CONSIGNE A => Indiquez si les affirmations suivantes sont conformes à l'extrait sur la liberté et la prévision : (i) Bayle soutient que la liberté est incompatible avec la prévision ; (ii) un acte que personne ne force à accomplir ne peut jamais être prévisible ; (iii) Dieu ne connaît pas les raisons de tout. Pour chacune, répondez par oui ou par non et citez textuellement les mots de l'extrait qui tranchent.

EXTRAIT DE TEXTE =>
□ □ □ □ □ □ □

Mais quand on soutient « qu’un événement libre ne saurait être prévu », note Leibniz, ce qu’on entend par « liberté » ne peut pas se réduire à l’absence de contrainte et à l’absence de nécessité. Un acte que personne ne me force à accomplir, un acte qui ne m’est pas prescrit par l’impossibilité de faire autrement, peut quand même être prévisible si j’ai de bonnes raisons de le choisir, de le préférer à n’importe quel autre. Cet acte sera prévu à coup sûr par Dieu, l’être qui connaît les raisons de tout, l’être qui perce le secret des motivations. Pour soutenir, comme le fait Bayle, que la liberté est incompatible avec la prévision, il faut donc concevoir une « liberté » différente de celle qui rend coupable l’auteur d’un péché, une liberté qui ne soit pas seulement absence de contrainte et de nécessité, mais en outre absence de « détermination », absence de motivation à agir dans un sens plutôt que dans l’autre, une liberté consistant dans « l’indifférence pleine et d’équilibre ». Et certes, s’il fallait, pour qu’un acte soit libre, que son auteur ne soit pas plus déterminé à le commettre qu’à ne pas le commettre, s’il fallait qu’il puisse indifféremment faire l’un ou l’autre, s’il fallait que les deux options se présentent à lui en parfait équilibre, alors, effectivement, la liberté impliquerait l’imprévisibilité. L’être humain serait alors d’autant plus libre qu’il agirait gratuitement, irrationnellement : il suffit, une nouvelle fois, d’envisager cette conséquence pour que l’hypothèse soit disqualifiée.

□ □ □ □ □ □ □

CONSIGNE B => Repérez dans les entrées ci-dessous chaque ligne contenant la chaîne « dark » et recopiez-la, en tenant compte de la casse.

Extraits de données d'annotation par points

□ □ □ □ □ □ □

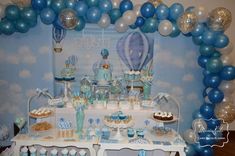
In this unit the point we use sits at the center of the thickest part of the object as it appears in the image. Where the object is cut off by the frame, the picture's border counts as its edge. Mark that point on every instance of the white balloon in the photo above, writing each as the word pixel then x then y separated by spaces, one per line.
pixel 228 87
pixel 202 14
pixel 137 9
pixel 2 11
pixel 226 50
pixel 129 17
pixel 227 60
pixel 116 3
pixel 104 21
pixel 121 26
pixel 165 28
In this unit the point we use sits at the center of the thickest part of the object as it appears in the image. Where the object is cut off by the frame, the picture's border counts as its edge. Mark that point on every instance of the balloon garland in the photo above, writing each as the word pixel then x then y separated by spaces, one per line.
pixel 206 30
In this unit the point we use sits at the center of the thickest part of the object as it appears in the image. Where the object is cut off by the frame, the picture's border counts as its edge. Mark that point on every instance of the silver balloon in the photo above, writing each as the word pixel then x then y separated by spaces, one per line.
pixel 116 3
pixel 227 60
pixel 165 28
pixel 137 9
pixel 21 3
pixel 68 18
pixel 199 125
pixel 121 26
pixel 187 22
pixel 219 19
pixel 129 17
pixel 2 10
pixel 226 50
pixel 201 13
pixel 228 87
pixel 190 136
pixel 104 21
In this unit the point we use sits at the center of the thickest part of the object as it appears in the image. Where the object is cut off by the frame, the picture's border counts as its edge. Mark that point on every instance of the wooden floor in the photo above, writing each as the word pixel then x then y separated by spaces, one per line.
pixel 227 150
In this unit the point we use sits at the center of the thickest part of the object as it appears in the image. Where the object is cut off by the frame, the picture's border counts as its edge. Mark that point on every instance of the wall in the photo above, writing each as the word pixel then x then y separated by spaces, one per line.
pixel 26 63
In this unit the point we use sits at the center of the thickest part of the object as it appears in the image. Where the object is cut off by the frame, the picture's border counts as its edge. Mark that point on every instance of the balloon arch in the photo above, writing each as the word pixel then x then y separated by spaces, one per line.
pixel 206 30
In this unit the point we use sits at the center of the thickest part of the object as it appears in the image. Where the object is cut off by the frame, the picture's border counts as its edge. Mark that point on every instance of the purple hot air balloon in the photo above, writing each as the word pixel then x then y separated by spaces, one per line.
pixel 135 50
pixel 58 34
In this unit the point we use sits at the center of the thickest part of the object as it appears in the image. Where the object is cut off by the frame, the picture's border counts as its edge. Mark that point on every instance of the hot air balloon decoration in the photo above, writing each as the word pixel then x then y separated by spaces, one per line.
pixel 135 50
pixel 58 35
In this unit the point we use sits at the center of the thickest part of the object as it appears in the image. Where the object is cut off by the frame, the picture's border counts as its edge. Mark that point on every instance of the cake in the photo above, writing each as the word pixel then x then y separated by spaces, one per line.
pixel 65 129
pixel 118 118
pixel 41 112
pixel 164 116
pixel 103 69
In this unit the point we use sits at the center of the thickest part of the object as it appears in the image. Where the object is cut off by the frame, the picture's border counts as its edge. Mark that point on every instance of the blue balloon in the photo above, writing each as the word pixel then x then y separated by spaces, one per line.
pixel 228 73
pixel 197 114
pixel 21 26
pixel 81 8
pixel 221 41
pixel 215 96
pixel 198 31
pixel 214 65
pixel 209 37
pixel 176 10
pixel 114 14
pixel 206 138
pixel 47 16
pixel 207 151
pixel 93 15
pixel 7 27
pixel 105 6
pixel 80 24
pixel 70 4
pixel 147 10
pixel 92 3
pixel 212 81
pixel 58 5
pixel 207 110
pixel 197 40
pixel 12 12
pixel 125 5
pixel 202 61
pixel 150 25
pixel 206 50
pixel 190 151
pixel 139 21
pixel 29 16
pixel 162 12
pixel 213 124
pixel 38 5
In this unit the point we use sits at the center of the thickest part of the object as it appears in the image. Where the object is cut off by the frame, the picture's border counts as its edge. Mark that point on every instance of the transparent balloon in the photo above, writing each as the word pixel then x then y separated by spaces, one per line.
pixel 104 21
pixel 21 3
pixel 219 19
pixel 165 28
pixel 187 22
pixel 225 111
pixel 68 18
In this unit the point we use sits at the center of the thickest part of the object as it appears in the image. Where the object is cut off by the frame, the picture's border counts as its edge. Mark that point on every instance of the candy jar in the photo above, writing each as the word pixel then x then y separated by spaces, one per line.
pixel 54 152
pixel 65 152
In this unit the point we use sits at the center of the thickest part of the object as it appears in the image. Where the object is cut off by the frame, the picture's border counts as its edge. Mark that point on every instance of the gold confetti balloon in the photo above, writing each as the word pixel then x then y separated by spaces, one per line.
pixel 219 19
pixel 187 22
pixel 225 111
pixel 155 2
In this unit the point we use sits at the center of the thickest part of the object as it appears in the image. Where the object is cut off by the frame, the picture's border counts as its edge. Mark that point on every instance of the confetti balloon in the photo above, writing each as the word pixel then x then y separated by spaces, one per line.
pixel 219 19
pixel 68 18
pixel 225 111
pixel 21 3
pixel 187 22
pixel 155 2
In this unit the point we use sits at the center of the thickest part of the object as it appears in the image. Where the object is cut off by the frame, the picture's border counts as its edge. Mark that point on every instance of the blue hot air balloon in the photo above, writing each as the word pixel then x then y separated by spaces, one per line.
pixel 58 34
pixel 135 50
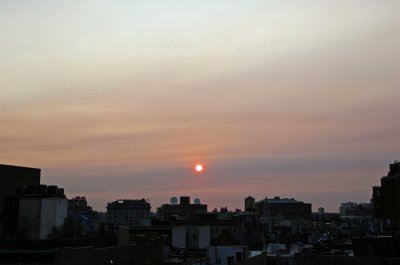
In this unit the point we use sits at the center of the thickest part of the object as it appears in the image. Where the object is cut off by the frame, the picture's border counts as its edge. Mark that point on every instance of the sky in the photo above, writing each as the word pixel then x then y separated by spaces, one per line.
pixel 119 99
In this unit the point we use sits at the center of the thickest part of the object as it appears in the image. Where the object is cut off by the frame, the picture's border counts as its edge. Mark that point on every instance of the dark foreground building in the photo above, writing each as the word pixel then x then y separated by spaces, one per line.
pixel 386 198
pixel 12 177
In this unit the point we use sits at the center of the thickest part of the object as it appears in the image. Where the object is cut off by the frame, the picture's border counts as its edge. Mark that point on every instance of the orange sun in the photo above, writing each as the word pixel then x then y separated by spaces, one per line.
pixel 199 168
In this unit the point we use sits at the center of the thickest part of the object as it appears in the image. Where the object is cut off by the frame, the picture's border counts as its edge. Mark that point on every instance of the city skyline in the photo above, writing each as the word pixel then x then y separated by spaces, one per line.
pixel 122 99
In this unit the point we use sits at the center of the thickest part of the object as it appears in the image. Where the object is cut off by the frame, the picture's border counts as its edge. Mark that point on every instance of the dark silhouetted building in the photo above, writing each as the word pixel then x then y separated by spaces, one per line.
pixel 386 198
pixel 34 211
pixel 12 177
pixel 285 208
pixel 182 210
pixel 129 212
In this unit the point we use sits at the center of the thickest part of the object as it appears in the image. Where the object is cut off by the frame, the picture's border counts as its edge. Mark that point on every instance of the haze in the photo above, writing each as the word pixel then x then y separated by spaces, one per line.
pixel 119 99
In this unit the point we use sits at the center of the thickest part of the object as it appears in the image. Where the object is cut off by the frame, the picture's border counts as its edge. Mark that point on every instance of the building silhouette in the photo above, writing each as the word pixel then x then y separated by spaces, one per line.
pixel 34 211
pixel 184 209
pixel 128 212
pixel 386 198
pixel 12 177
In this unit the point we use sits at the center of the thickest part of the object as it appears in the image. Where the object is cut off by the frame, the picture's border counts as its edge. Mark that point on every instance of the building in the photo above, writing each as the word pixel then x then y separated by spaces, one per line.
pixel 226 255
pixel 34 211
pixel 183 210
pixel 80 211
pixel 386 198
pixel 191 236
pixel 12 177
pixel 129 212
pixel 354 210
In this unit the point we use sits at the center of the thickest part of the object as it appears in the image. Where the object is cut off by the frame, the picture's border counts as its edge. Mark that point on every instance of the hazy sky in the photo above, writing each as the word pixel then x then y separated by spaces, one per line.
pixel 119 99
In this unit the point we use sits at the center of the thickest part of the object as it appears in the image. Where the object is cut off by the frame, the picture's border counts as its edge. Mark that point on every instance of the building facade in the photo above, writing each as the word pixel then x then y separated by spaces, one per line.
pixel 129 212
pixel 386 198
pixel 12 177
pixel 35 210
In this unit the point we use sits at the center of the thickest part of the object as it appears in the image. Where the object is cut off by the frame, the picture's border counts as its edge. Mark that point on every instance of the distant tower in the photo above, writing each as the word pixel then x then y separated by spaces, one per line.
pixel 321 214
pixel 249 204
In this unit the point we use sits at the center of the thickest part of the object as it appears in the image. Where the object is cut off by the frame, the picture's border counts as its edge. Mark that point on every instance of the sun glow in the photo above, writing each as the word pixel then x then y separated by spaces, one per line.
pixel 199 168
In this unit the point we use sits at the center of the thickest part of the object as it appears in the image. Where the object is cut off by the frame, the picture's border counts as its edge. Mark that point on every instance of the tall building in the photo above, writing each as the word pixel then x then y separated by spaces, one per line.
pixel 250 204
pixel 128 212
pixel 284 208
pixel 354 210
pixel 184 209
pixel 34 211
pixel 12 177
pixel 386 198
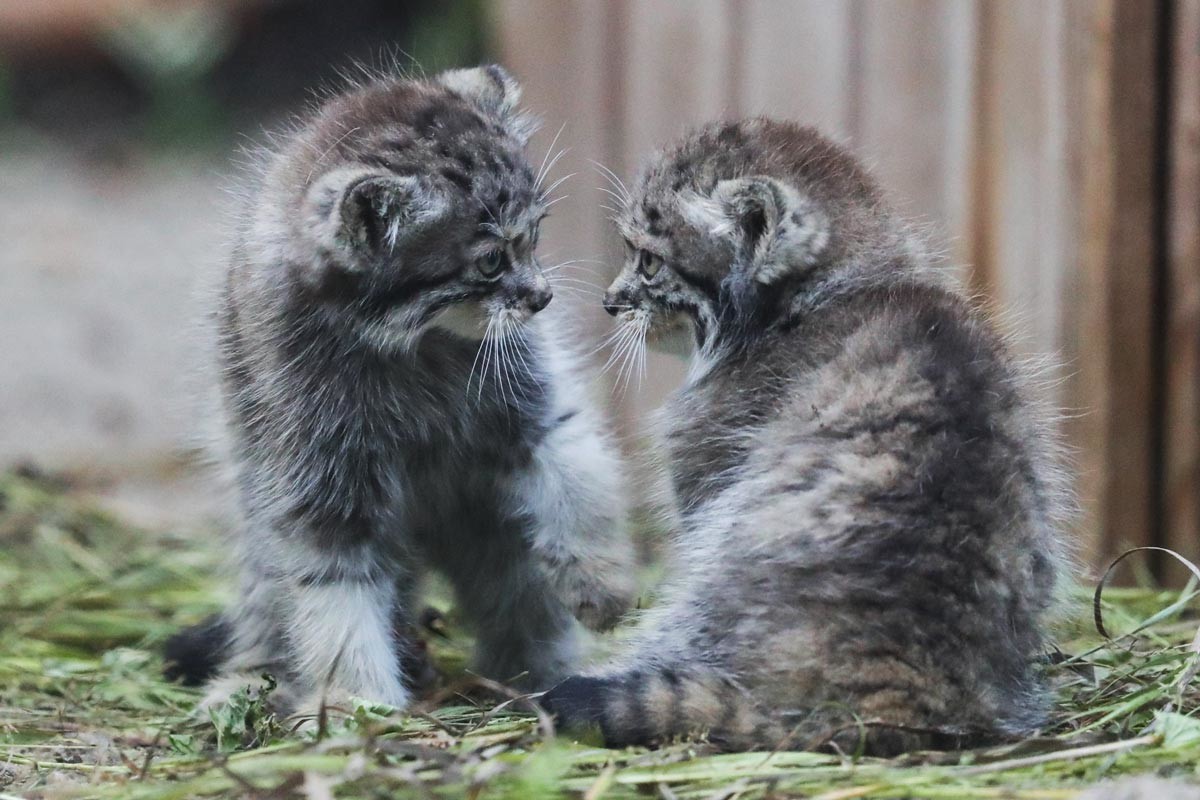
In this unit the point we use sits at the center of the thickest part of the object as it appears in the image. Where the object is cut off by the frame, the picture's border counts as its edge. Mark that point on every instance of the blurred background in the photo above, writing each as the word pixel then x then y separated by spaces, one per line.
pixel 1051 145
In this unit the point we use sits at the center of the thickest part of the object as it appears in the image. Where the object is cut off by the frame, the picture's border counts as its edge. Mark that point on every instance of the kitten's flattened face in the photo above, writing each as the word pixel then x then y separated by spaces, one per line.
pixel 424 210
pixel 671 280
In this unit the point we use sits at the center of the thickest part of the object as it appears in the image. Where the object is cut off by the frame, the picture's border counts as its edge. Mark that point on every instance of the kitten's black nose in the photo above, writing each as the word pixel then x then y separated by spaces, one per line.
pixel 539 299
pixel 612 302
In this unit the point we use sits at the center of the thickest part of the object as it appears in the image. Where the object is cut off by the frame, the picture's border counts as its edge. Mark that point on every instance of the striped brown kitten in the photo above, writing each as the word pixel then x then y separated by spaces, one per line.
pixel 396 400
pixel 869 499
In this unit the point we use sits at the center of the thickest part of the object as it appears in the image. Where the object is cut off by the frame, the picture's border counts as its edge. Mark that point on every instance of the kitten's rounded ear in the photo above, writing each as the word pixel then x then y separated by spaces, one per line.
pixel 779 228
pixel 360 214
pixel 493 91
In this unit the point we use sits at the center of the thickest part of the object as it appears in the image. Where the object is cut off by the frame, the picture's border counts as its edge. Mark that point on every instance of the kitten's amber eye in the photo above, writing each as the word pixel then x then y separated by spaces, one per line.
pixel 648 264
pixel 492 264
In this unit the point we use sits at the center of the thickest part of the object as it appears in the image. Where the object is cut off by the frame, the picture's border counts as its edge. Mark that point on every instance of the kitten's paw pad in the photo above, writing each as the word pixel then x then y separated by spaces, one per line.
pixel 600 607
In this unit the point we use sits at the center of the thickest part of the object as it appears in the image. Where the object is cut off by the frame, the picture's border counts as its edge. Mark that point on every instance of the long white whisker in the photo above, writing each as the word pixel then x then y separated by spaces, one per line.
pixel 615 181
pixel 543 169
pixel 471 376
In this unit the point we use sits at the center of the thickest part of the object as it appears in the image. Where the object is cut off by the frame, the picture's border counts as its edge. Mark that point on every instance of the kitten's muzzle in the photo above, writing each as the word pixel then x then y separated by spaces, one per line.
pixel 538 299
pixel 616 301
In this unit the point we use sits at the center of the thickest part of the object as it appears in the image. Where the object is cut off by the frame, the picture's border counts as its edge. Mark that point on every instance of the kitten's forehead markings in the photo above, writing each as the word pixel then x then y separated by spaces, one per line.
pixel 328 150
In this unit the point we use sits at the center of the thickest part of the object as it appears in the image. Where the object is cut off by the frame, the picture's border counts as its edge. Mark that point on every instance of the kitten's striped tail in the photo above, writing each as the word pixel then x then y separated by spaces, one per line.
pixel 652 705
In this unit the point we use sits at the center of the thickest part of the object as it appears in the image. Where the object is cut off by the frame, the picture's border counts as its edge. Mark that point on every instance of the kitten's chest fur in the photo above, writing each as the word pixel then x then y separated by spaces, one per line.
pixel 353 437
pixel 711 422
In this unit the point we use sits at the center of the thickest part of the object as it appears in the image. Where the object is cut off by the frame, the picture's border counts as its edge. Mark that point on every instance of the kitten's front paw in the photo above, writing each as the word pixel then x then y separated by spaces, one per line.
pixel 600 606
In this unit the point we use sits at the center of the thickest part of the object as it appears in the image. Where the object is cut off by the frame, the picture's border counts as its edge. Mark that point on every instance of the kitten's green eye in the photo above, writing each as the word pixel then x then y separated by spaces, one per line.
pixel 492 264
pixel 648 264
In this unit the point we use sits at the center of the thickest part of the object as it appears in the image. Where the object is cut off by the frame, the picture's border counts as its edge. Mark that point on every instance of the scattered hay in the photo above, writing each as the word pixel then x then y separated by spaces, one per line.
pixel 85 603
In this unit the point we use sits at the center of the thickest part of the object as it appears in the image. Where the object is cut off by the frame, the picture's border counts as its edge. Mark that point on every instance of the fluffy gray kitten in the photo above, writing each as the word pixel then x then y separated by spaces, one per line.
pixel 869 499
pixel 393 402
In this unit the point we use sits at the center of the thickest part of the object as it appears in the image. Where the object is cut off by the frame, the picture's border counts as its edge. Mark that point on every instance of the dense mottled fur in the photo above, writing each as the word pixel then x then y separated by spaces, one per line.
pixel 869 498
pixel 394 403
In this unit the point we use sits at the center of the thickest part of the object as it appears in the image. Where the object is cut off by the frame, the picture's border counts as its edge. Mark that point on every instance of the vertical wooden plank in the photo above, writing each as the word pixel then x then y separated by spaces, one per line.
pixel 1181 359
pixel 915 109
pixel 568 59
pixel 1024 241
pixel 797 61
pixel 1114 64
pixel 681 59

□ □ □ □ □ □ □

RÉPONSE A =>
(i) Oui : « Pour soutenir, comme le fait Bayle, que la liberté est incompatible avec la prévision ».
(ii) Non : « peut quand même être prévisible si j’ai de bonnes raisons de le choisir ».
(iii) Non : « l’être qui connaît les raisons de tout ».

RÉPONSE B =>
In this unit the point we use sits at the center of the thickest part of the object as it appears in the image. Where the object is cut off by the frame, the picture's border counts as its edge. Mark that point on every instance of the dark foreground building in the photo above, writing each as the word pixel then x then y separated by spaces, one per line.
In this unit the point we use sits at the center of the thickest part of the object as it appears in the image. Where the object is cut off by the frame, the picture's border counts as its edge. Mark that point on every instance of the dark silhouetted building in the photo above, writing each as the word pixel then x then y separated by spaces, one per line.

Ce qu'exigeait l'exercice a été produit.